▸ DIRECTIONS FOR THIS TASK: For every line in the records that has the word "below", make a copy.

(Point localization data)
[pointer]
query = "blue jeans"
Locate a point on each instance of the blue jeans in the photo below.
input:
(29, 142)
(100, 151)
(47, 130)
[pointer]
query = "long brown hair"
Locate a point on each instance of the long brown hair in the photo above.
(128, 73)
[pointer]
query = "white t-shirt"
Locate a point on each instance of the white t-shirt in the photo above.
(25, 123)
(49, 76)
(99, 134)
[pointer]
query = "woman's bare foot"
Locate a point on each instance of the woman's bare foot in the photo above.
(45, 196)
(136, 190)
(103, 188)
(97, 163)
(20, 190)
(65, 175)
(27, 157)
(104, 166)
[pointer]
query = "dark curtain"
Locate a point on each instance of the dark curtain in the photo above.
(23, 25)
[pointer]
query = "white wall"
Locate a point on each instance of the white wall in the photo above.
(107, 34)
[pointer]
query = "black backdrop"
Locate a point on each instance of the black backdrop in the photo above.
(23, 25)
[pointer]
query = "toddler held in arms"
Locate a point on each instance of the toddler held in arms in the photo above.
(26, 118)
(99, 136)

==

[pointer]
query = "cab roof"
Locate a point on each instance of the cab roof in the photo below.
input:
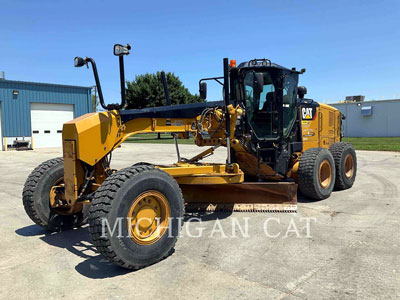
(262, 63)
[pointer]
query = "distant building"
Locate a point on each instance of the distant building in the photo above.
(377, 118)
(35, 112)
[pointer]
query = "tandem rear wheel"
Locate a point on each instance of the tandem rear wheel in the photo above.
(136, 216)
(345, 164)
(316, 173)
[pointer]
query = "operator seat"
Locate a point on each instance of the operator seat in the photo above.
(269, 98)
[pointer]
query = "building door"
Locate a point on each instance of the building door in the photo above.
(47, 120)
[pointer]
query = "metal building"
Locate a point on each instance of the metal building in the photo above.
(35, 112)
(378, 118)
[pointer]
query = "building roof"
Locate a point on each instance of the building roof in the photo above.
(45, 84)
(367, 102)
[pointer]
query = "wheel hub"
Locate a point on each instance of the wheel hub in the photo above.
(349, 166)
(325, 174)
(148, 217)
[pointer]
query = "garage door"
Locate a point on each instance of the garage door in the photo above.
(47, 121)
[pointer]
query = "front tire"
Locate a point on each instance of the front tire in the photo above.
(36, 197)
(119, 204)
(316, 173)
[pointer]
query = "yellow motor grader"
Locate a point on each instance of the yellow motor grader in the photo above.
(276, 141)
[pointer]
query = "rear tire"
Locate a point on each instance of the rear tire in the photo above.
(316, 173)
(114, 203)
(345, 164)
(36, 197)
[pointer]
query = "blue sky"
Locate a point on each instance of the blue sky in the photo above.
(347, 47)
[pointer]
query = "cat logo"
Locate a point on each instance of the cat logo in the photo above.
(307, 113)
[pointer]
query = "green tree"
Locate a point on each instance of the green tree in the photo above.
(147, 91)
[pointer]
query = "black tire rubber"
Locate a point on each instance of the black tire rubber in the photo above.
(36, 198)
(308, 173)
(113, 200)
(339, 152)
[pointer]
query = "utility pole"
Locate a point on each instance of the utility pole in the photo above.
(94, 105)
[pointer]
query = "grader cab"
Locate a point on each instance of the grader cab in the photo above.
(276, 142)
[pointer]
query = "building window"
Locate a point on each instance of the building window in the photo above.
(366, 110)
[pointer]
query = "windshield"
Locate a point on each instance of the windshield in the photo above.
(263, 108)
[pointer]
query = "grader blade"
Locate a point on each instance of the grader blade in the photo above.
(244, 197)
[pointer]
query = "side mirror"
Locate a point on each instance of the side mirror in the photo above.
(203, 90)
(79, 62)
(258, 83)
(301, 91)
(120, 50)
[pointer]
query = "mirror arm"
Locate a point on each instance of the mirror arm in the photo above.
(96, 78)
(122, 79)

▸ YOUR SOLUTION:
Locate a point on each instance of the blue jeans in the photo below.
Locate a point on each instance of the cab roof in the photo below.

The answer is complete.